(Text begins)

Some Greyhounds exhibit unusual behavior when they are moved from the kennel environment to a home environment. This behavior is called Separation Anxiety or “SA.” Because they have spent their whole lives with many people and dogs around, a change in environment can be stressful to the hound. The characteristics of SA may include urinating in their crate, howling, and/or destructive behavior when the dog is left alone.

Following are some ways you can comfort your foster through his transition:

  • Throughout the first few days, allow the dog to see you walk out the door (numerous times) and return shortly after. Your foster will soon learn that when you leave, you will return.
  • If you have other dogs in the house, have them sleep in the same room with the Greyhound. If you don’t have that luxury, the foster dog should sleep in an area so that he/she can see you. This should help your foster feel secure during the night.
  • Urinating in the crate can be corrected by frequent outings as well as the use of a belly band or diaper. They may wet their own crate as a reaction to SA, but eventually they will tire of wetting themselves and will become comfortable with their new routine.

(Text ends)
(Material supplied begins)

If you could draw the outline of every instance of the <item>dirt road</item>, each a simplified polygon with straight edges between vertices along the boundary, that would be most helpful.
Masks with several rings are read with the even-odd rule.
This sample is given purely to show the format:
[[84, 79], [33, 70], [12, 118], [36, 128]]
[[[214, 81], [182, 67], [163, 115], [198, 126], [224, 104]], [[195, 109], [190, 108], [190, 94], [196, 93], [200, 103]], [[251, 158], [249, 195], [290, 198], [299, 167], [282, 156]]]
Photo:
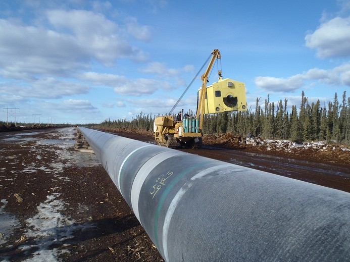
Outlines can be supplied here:
[[[0, 134], [0, 260], [162, 261], [94, 154], [74, 150], [75, 135], [74, 128]], [[347, 164], [246, 148], [186, 150], [350, 192]]]
[[163, 261], [75, 134], [0, 134], [0, 260]]

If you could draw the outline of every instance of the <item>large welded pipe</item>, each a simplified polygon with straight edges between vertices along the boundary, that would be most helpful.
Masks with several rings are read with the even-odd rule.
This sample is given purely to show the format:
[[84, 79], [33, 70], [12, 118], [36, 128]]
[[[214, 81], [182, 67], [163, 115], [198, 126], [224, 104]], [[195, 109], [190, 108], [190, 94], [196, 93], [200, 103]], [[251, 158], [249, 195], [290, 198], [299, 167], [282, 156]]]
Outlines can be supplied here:
[[166, 261], [349, 261], [350, 194], [80, 128]]

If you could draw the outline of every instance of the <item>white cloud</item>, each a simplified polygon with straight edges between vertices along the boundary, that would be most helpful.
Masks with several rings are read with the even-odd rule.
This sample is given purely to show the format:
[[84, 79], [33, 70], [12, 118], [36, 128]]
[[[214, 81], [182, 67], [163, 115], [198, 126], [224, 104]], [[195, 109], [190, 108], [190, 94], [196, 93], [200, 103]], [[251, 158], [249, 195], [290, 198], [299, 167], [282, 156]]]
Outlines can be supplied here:
[[321, 58], [350, 56], [350, 17], [326, 22], [305, 37], [306, 46], [317, 49]]
[[53, 77], [44, 77], [28, 82], [25, 85], [16, 82], [8, 83], [0, 86], [0, 93], [7, 95], [16, 95], [25, 99], [26, 97], [44, 99], [60, 98], [87, 93], [88, 86], [76, 83], [59, 80]]
[[167, 68], [165, 63], [152, 62], [147, 67], [140, 70], [143, 73], [157, 74], [163, 77], [175, 76], [179, 74], [179, 70], [173, 68]]
[[4, 20], [0, 20], [0, 51], [1, 75], [26, 79], [27, 73], [62, 75], [81, 68], [77, 61], [85, 57], [71, 37]]
[[71, 31], [77, 44], [105, 66], [112, 65], [117, 59], [136, 55], [118, 25], [100, 14], [52, 10], [47, 12], [47, 17], [57, 29]]
[[152, 94], [158, 89], [171, 90], [175, 87], [167, 82], [155, 79], [139, 78], [134, 81], [128, 81], [114, 88], [114, 91], [125, 95], [140, 96], [145, 94]]
[[350, 86], [350, 64], [327, 70], [313, 68], [287, 78], [259, 76], [255, 78], [255, 84], [267, 91], [289, 92], [302, 87], [306, 80], [316, 80], [335, 86]]
[[126, 106], [125, 104], [125, 103], [122, 101], [118, 101], [117, 102], [117, 103], [116, 105], [118, 107], [118, 108], [125, 108]]
[[134, 17], [129, 18], [127, 20], [126, 29], [128, 33], [137, 39], [148, 41], [152, 38], [151, 27], [140, 25], [137, 19]]
[[255, 78], [255, 84], [269, 91], [275, 92], [291, 91], [301, 87], [304, 77], [296, 75], [288, 78], [270, 76], [259, 76]]
[[194, 67], [187, 65], [180, 69], [168, 68], [165, 63], [151, 62], [148, 63], [145, 68], [140, 69], [140, 71], [143, 73], [156, 74], [162, 77], [179, 77], [182, 72], [193, 73]]
[[63, 100], [61, 104], [60, 110], [66, 112], [75, 111], [82, 115], [84, 113], [93, 113], [97, 111], [88, 100], [70, 99]]
[[125, 83], [128, 81], [127, 78], [123, 76], [94, 72], [83, 73], [78, 75], [78, 77], [82, 81], [90, 82], [95, 85], [108, 86], [115, 86], [116, 85]]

(Material supplied ends)

Task requirements
[1] Answer these questions from the Greyhound text:
(a) What short form does the text use for Separation Anxiety?
(b) During the first few days, what should the dog be allowed to see?
(c) Besides frequent outings, what does the text say can help correct urinating in the crate?
[2] Echo the stretch of the Greyhound text from "Following are some" through "you will return.", keeping its wording unchanged.
[3] Sum up the Greyhound text in two sentences.

Exercise answers
[1]
(a) "SA."
(b) You walking out the door numerous times and returning shortly after.
(c) The use of a belly band or diaper.

[2]
Following are some ways you can comfort your foster through his transition:

  • Throughout the first few days, allow the dog to see you walk out the door (numerous times) and return shortly after. Your foster will soon learn that when you leave, you will return.

[3] Some Greyhounds moved from a kennel to a home show Separation Anxiety, which may include urinating in the crate, howling, or destructive behavior when left alone. A foster can be comforted by letting the dog see you leave and return during the first few days, having it sleep near other dogs or where it can see you, and using frequent outings and a belly band or diaper for crate wetting.